**Selected excerpt**
★ ★ ★
The Lathums might be from Wigan (fierce sporting rivals to my neighbouring hometown Warrington), but I’m willing to look past that for a second…anyone bringing a sprinkle of The Housemartins, a pinch of The Coral and a dash of The Beautiful South to the charts in 2021 gets my vote.

It’s also impossible not to fall in love with the song’s single-take acapella video filmed in Wigan Market, with its gloriously oblivious pac-a-mac adorned locals and their wheely shopping trolleys milling in and out of shot. The Lathums’ Number 1 debut album this year was a breakthrough for new British talent, as well as a proud win for the North-West and the folk who make our towns what they are. Go on lads!

Album: Olivia Rodrigo - SOUR

“God! It’s brutal out here…”

With its grungy distortion and angsty snarl, album opener Brutal jolted me to attention. Stop the press, thank the heavens, praise the lord, run and tell your mates, good pop music - or more specifically, pop with guitars - is BACK.
★ ★ ★
**Records provided**
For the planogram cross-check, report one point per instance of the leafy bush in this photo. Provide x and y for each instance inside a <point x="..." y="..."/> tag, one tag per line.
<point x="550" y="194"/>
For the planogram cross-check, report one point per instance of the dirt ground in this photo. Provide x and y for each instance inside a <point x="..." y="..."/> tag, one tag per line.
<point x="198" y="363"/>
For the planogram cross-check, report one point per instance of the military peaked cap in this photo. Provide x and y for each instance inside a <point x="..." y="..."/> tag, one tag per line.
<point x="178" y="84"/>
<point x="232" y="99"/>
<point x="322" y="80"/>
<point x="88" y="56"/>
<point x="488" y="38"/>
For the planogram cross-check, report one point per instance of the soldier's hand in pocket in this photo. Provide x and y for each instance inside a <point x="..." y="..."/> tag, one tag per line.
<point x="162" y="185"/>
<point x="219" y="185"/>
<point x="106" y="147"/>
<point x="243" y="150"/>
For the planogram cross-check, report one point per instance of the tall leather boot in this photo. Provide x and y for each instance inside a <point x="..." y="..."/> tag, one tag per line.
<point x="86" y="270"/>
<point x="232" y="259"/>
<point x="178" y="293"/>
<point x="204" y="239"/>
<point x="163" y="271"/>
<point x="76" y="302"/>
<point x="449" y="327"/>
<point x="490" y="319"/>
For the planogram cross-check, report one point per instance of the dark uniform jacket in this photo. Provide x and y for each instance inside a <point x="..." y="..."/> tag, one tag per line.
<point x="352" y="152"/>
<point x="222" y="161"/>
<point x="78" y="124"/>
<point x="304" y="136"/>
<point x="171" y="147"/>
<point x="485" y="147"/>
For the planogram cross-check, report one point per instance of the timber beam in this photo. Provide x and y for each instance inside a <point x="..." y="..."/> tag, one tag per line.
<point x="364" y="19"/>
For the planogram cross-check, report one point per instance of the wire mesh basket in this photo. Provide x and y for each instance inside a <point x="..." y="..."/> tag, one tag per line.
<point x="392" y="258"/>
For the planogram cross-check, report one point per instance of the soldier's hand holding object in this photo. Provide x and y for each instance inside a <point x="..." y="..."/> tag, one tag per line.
★ ★ ★
**Problems to solve**
a - Present the rows from the line containing "of the timber" through the last row, inclusive, as a Markdown table with the columns "No." and "Text", giving each line its own number and leaving out blank lines.
b - Carry the music review of The Lathums and Olivia Rodrigo's SOUR forward from the point where it stops.

**Exercise responses**
a -
| No. | Text |
|---|---|
| 1 | For the planogram cross-check, report one point per instance of the timber beam in this photo. Provide x and y for each instance inside a <point x="..." y="..."/> tag, one tag per line. |
| 2 | <point x="364" y="19"/> |
| 3 | For the planogram cross-check, report one point per instance of the wire mesh basket in this photo. Provide x and y for each instance inside a <point x="..." y="..."/> tag, one tag per line. |
| 4 | <point x="392" y="258"/> |
| 5 | For the planogram cross-check, report one point per instance of the soldier's hand holding object in this photo. Provide x and y for each instance inside a <point x="..." y="..."/> tag, one tag per line. |

b -
From the potent power balladry of Drivers License to the cathartic Paramore-esque sing-a-long of Good 4 U, Olivia Rodrigo spent 2021 shaking up the Official Singles Chart, one massive anthem at a time. I was totally here for it.

David Murray - Digital Commercial Lead

Single: Everyone You Know – Just for the Times

This isn’t my usual genre of music, and it’s hard for me to decide what genre it is, but after hearing the song through an Instagram ad (advertising does work) I was completely hooked! Since then I have discovered and fell in love with EYK!

Album: Kings Of Leon – When You See Yourself

KOL are back! I’ve been a fan since their second album and just getting to hear Caleb’s voice on new tracks again, after what feels like forever, made my year! I ordered the special edition red vinyl which has lived proudly, ready to play, on my record player ever since.

Ian Wade - Freelance Writer

Single: Self Esteem - I Do This All The Time 

There was no instant out-and-out biggie for me this year, with Agnes’ 24 Hours, Sworn Virgins’ Male Man, ABBA’s Don’t Stand Me Down and Pearl Charles’ Only For Tonight all staging attacks on my most-played list, but this eventually won out, and as a cheery bonus launched Self Esteem as a proper popstar.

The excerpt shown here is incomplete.